Task goal:
Copy every line from the start of the records through the line containing "[362,204,387,228]", inclusive. Keep the requests unchanged, multiply each box coordinate in the answers by 1.7 and round it to a whole number with halves rounded up, and give only those lines.

Exercise data:

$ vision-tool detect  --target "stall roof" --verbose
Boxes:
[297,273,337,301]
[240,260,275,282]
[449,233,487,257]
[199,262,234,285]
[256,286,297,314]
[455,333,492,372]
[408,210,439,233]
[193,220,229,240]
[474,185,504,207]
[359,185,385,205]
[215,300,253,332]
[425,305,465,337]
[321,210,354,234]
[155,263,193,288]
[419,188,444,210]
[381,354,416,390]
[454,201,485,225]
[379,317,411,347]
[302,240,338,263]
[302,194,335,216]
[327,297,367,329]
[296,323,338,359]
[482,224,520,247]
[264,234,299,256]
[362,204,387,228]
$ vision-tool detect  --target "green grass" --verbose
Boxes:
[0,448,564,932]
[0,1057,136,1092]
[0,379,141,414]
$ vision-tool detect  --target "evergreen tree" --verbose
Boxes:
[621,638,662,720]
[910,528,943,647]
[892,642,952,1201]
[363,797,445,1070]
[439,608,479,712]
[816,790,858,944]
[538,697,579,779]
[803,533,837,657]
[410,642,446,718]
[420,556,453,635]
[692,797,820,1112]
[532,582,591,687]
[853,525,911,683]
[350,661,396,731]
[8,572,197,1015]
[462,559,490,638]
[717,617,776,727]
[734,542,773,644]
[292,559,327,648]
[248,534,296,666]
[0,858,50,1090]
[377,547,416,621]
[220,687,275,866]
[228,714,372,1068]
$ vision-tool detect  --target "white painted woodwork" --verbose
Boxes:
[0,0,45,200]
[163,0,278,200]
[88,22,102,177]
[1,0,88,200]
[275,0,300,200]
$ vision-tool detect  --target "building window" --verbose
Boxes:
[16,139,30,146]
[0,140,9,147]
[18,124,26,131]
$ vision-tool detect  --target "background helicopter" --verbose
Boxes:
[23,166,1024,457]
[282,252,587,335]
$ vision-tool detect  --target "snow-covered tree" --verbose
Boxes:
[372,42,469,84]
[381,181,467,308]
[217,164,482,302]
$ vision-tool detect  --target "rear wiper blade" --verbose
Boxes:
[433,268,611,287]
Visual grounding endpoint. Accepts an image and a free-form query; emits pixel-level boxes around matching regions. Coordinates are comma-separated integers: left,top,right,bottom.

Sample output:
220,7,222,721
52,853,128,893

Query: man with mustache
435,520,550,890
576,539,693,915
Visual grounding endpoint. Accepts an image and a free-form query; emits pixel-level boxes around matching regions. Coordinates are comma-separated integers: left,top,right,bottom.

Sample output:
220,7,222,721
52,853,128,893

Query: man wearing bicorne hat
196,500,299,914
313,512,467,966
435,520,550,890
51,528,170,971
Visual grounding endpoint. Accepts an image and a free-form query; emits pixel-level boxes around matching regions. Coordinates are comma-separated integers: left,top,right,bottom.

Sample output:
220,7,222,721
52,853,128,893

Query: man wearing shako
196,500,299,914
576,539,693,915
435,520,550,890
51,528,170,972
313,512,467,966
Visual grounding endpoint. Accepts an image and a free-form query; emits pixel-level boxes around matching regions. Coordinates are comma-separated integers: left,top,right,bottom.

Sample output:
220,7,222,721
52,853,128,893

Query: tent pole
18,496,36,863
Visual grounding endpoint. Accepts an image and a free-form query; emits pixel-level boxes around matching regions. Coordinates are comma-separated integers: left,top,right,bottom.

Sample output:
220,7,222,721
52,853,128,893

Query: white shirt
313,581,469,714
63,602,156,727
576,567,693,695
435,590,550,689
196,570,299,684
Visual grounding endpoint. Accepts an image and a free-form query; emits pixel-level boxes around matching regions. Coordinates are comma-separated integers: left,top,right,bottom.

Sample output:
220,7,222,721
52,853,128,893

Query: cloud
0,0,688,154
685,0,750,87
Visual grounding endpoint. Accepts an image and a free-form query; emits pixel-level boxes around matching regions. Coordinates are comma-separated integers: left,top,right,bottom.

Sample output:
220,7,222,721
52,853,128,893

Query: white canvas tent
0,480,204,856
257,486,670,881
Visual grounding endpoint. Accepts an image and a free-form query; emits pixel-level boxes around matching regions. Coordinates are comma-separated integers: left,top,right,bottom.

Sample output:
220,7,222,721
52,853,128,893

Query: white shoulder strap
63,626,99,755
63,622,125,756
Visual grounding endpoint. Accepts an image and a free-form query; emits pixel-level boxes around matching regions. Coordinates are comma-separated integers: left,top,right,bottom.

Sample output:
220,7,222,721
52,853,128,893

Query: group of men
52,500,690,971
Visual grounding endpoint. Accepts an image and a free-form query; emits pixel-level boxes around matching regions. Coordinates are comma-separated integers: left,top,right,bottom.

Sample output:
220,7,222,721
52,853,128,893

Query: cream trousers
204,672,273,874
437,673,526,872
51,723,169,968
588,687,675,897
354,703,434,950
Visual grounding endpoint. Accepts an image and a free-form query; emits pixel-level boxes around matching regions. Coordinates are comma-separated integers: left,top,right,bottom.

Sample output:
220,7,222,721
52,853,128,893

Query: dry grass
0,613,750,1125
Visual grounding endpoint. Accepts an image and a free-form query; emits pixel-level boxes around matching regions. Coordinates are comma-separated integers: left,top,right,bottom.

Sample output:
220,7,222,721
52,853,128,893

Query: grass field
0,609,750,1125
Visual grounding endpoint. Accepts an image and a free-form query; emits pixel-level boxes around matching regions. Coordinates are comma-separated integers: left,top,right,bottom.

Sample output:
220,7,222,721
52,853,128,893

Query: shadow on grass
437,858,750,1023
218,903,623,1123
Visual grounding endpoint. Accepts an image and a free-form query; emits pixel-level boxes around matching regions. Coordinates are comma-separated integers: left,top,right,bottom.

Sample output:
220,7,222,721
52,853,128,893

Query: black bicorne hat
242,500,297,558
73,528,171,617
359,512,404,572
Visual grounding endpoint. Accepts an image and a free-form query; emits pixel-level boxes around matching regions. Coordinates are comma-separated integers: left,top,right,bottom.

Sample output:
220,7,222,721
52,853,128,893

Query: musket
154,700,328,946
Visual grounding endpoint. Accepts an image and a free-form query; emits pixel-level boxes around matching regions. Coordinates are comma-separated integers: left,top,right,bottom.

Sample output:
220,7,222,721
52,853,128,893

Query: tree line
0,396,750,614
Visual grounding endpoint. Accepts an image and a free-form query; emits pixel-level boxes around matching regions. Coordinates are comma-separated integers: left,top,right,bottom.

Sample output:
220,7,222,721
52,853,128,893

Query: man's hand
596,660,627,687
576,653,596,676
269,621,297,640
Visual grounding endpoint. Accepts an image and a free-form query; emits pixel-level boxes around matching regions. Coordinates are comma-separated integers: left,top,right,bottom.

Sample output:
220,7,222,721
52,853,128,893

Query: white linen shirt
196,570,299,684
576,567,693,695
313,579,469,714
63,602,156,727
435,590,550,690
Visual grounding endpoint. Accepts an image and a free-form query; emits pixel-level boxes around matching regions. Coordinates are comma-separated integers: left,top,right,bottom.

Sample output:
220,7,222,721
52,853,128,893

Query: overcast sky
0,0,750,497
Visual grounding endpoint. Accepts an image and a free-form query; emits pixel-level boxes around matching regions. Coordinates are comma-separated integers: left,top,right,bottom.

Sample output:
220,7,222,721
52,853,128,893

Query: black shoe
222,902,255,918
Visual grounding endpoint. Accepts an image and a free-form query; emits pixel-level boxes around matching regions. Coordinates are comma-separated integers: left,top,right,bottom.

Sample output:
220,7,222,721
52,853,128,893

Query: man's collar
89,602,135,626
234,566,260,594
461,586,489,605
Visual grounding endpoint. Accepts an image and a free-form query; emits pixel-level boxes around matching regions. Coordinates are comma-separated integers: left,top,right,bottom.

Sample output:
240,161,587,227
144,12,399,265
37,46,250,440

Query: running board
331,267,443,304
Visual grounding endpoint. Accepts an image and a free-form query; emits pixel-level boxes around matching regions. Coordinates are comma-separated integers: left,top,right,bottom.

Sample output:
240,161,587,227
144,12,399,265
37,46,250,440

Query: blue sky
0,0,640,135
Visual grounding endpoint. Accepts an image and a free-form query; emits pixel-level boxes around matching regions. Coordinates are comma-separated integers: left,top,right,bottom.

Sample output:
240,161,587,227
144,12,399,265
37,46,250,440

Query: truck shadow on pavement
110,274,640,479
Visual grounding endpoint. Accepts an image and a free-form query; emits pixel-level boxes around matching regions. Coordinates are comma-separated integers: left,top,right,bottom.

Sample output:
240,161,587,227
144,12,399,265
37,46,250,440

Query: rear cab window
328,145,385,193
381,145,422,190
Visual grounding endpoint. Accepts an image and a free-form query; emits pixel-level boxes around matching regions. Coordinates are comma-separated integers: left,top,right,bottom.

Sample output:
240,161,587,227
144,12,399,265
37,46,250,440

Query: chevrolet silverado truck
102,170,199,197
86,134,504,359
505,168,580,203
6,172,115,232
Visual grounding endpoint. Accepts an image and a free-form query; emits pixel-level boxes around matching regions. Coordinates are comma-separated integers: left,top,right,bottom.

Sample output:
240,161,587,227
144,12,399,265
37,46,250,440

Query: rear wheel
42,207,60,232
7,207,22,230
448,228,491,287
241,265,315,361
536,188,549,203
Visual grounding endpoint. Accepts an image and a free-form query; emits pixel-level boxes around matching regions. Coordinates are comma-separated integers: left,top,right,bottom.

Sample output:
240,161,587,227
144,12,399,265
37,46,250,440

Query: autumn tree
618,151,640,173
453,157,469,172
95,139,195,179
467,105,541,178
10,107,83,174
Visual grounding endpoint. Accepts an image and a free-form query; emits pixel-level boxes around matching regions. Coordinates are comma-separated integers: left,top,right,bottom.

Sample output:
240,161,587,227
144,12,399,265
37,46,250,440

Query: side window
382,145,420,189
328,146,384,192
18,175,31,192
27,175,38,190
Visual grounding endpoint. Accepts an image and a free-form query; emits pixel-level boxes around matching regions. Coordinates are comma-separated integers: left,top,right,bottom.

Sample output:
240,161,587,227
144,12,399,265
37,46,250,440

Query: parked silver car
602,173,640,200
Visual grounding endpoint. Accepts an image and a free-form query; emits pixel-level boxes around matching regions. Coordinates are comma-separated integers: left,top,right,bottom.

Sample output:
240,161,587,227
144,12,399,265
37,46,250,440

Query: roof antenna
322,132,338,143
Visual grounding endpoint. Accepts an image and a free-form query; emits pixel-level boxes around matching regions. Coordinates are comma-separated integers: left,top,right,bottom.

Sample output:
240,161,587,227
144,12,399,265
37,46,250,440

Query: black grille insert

Solved problem:
$ vision-tool detect  --target "stall roof" --verbose
Boxes:
[505,464,573,512]
[408,442,468,479]
[763,396,828,437]
[338,445,398,485]
[435,486,505,534]
[774,566,836,632]
[694,357,746,396]
[328,374,389,408]
[806,315,857,352]
[610,315,655,349]
[366,510,430,564]
[723,519,791,573]
[546,357,602,398]
[264,447,328,490]
[712,320,755,357]
[648,602,707,663]
[772,342,825,383]
[644,539,699,590]
[513,408,575,447]
[513,330,570,367]
[556,505,624,559]
[503,549,575,610]
[819,381,884,420]
[449,398,508,435]
[615,347,658,388]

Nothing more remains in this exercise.